Etant du genre à rester ancré dans les souvenirs, à m'attacher profondément aux vidéos et photos du passé, c'est avec grande difficulté que j'ai réussi à ne pas pleurer lors de certaines scènes d'une émotion folle. Pour ceux qui ont vu le film, je fais référence notamment à la scène des gumbos qui va me rester très longtemps en tête grâce à son fort impact émotionnel. J'ai été saisi, tout simplement, et il est évident que je vais prendre plaisir à voir et revoir ce film dans les années à venir, malgré ses défauts lors de sa conclusion.
Ma vie avec John F. Donovan (Xavier Dolan, 2018)
Etant donné que Mommy est très probablement mon film préféré toutes catégories confondues, c'est avec une grande crainte que j'ai longtemps repoussé mon visionnage de Ma vie avec John F. Donovan. Et puis, il y a quelques jours, j'ai eu la réflexion suivante. Je me suis dit qu'il fallait que j'accepte le fait que ce film avait très peu de chances d'être meilleur que Mommy, et que je me lance sans y penser.
Emballé par le casting qui est complètement dingue, je me suis lancé et je n'ai pas regretté. Bien sûr, il n'est pas à la hauteur de Mommy, mais bon sang, qu'il est maîtrisé ! J'y ai retrouvé tout ce que j'aime chez Xavier Dolan, et ça m'a fait un bien fou. On pourrait croire que la réussite de ce film s'appuie principalement sur ses acteurs. Et pour cause : Kit Harington incarne ce John F. Donovan avec une sensibilité et une douceur débordantes, lui conférant une aura mystérieuse démentielle. Susan Sarandon, également, interprète la mère du personnage principal avec une incroyable justesse. Natalie Portman est... Natalie Portman ! Tout simplement la meilleure actrice de sa génération, et elle le prouve à nouveau. Je regrette simplement que Jessica Chastain, qui devait à l'origine tenir un rôle important dans le film, en ait finalement été totalement coupée afin qu'il dure deux heures au lieu de quatre... Bref, on pourrait croire que c'est le casting qui fait le film. Mais quand on parle de Xavier Dolan, il est impossible de parler uniquement du casting. Les plans, les mouvements de caméra, les couleurs, les ambiances, la musique : tout se mélange avec une précision millimétrée et j'ai été subjugué d'un bout à l'autre par la réalisation et le montage de ce film. Ces moments où le temps s'arrête, où la caméra se fige sur un personnage... ces moments où la musique prend toute la place... ces moments où les ralentis offrent des images de pure beauté. C'est hallucinant, vraiment. Il y a notamment une scène où la caméra se concentre sur le personnage de Natalie Portman et où le temps semble ne plus exister, qui m'a filé de sacrés frissons.
Bref, Ma vie avec John F. Donovan est un énième film virtuose de Xavier Dolan et, finalement, ne manque que d'un scénario un poil plus percutant pour bien rester en mémoire.

***

▸ **Énoncé 1**:
Dans la critique de film, substituez « Laurence Anyways » à « Mommy » et recopiez le passage qui s'ouvre sur les mots « Etant donné que » et se clôt sur « sans y penser. ».
Le texte et les enregistrements sont entièrement indépendants l'un de l'autre.

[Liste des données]

***

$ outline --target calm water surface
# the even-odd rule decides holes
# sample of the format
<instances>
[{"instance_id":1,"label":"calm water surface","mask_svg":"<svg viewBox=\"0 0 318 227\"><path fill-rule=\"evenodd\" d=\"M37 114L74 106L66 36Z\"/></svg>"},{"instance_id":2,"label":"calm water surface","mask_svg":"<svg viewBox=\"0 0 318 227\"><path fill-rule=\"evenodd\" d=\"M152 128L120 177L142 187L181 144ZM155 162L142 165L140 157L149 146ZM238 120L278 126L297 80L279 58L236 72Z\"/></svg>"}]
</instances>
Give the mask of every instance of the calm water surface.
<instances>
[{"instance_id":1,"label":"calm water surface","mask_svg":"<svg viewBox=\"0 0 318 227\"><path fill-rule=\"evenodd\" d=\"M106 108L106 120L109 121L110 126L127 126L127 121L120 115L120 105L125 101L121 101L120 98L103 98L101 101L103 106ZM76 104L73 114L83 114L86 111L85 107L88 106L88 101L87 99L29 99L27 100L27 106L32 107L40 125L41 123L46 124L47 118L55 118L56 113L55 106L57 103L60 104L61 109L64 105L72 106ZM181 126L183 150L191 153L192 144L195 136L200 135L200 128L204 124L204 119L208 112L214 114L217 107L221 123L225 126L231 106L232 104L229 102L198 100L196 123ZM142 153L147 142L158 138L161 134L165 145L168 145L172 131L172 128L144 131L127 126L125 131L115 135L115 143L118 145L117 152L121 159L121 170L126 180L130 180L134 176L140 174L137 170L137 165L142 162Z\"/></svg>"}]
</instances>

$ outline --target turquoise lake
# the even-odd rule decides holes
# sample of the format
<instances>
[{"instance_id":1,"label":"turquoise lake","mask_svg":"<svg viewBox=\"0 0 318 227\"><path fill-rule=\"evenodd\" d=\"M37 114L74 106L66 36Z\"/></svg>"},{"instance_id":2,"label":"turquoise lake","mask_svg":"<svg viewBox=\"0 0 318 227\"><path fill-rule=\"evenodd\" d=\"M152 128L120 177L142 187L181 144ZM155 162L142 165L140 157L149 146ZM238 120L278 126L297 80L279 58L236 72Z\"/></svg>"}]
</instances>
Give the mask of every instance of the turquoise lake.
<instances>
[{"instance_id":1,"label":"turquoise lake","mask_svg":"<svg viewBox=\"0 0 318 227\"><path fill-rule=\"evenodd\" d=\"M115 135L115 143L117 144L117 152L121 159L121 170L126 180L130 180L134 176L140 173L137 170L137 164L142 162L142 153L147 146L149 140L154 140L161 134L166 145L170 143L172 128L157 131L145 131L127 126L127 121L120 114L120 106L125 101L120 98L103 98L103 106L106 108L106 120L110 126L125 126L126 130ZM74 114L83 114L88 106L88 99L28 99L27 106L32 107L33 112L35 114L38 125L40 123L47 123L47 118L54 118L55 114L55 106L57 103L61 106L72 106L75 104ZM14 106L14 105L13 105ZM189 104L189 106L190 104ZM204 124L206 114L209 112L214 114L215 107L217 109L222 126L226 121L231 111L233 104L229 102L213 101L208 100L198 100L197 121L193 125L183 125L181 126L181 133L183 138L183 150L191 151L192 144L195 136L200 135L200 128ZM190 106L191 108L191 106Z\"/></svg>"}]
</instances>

***

▸ **Énoncé 2**:
Indiquez, sans rien ajouter d'autre que ce nombre, combien de lignes des enregistrements contiennent la chaîne « Give », en tenant compte de la casse.

▸ **Réponse attendue 1**:
Etant donné que Laurence Anyways est très probablement mon film préféré toutes catégories confondues, c'est avec une grande crainte que j'ai longtemps repoussé mon visionnage de Ma vie avec John F. Donovan. Et puis, il y a quelques jours, j'ai eu la réflexion suivante. Je me suis dit qu'il fallait que j'accepte le fait que ce film avait très peu de chances d'être meilleur que Laurence Anyways, et que je me lance sans y penser.

▸ **Réponse attendue 2**:
2